> STATED TASK
Rewrite the records from the line containing "Where can the woman in" through the end of the records, inclusive, keeping every request line unchanged. Rescale each coordinate in the answers by multiplying it by 0.8 and rounding to a whole number, with halves rounded up.

RECORDS PROVIDED start

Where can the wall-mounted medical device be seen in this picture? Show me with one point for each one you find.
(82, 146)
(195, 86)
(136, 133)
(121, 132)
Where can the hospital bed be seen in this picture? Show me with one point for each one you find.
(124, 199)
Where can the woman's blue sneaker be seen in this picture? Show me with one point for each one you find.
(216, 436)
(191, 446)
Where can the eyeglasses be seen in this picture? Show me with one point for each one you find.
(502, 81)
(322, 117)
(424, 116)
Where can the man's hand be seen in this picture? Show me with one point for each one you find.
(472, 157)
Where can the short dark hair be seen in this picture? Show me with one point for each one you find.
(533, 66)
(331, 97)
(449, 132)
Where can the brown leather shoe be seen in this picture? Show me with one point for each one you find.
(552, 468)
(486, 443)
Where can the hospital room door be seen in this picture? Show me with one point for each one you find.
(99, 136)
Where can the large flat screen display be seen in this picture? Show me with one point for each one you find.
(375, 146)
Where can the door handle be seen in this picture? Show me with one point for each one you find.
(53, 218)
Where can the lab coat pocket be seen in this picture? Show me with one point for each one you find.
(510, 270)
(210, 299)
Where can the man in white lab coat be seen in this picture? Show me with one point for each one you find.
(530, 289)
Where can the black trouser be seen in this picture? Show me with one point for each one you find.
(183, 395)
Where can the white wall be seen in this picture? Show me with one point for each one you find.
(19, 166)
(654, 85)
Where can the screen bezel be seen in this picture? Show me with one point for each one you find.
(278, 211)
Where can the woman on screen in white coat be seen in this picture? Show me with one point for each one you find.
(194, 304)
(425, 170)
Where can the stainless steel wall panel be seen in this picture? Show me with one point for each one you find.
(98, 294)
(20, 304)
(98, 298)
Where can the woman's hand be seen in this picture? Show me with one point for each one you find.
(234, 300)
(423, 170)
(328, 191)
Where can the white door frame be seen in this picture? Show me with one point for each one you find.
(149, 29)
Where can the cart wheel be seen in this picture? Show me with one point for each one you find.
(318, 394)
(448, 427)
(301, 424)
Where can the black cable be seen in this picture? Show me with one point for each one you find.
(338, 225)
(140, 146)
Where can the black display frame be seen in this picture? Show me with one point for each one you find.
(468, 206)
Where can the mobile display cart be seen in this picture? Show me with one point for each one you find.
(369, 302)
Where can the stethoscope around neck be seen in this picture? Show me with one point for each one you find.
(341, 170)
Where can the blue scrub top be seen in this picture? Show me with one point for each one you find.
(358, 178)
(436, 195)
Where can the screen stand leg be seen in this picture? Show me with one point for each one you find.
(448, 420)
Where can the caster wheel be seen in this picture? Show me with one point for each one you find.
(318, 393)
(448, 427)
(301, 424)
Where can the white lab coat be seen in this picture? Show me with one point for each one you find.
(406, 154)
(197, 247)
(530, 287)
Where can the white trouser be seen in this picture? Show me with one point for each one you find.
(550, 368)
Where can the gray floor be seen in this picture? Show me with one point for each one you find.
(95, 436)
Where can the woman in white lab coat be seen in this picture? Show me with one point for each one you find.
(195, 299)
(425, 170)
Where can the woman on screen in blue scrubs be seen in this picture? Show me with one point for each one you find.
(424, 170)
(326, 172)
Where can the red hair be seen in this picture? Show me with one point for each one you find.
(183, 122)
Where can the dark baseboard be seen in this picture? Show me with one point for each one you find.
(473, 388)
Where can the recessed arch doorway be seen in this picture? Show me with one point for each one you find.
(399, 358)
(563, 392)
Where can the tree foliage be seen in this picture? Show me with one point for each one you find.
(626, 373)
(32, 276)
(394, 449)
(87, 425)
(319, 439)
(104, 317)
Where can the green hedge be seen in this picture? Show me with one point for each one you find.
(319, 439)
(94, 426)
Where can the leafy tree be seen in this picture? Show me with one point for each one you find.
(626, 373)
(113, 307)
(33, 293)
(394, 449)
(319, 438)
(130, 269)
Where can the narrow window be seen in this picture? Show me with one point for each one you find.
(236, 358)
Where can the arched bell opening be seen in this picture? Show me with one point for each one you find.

RECORDS PROVIDED end

> FINAL ANSWER
Where can the woman in white lab coat be seen in this picture? Show me with one point for each one you find.
(156, 239)
(340, 136)
Where can the woman on screen in blue scrubs be seen in this picture? Show me with one point for each one you find.
(339, 136)
(261, 138)
Where can the red hair be seen in this picture? Show me with one point for each one you find.
(146, 98)
Where can the dark baseboard be seen in this picture? Show me with one point for each one you find.
(378, 310)
Where can the recessed arch doorway be seen in this picture? Show me with one point for each one you find.
(319, 286)
(450, 314)
Where can the tree foliage be seen in this picture? Show me with one point for each one you find.
(501, 298)
(26, 221)
(315, 359)
(70, 340)
(255, 351)
(83, 254)
Where can the green hedge be seen in this picture? Show me with one point for each one you find.
(255, 351)
(75, 341)
Where can the leafy tree be seen in this picture? Show me with one point for each one you find.
(501, 298)
(90, 246)
(26, 234)
(315, 359)
(255, 350)
(104, 215)
Where can the narrow window be seen in this picture? Show me with one point for each one you find.
(189, 286)
Where can the arched bell opening be seen in this picture? Show me with one point for each one you find.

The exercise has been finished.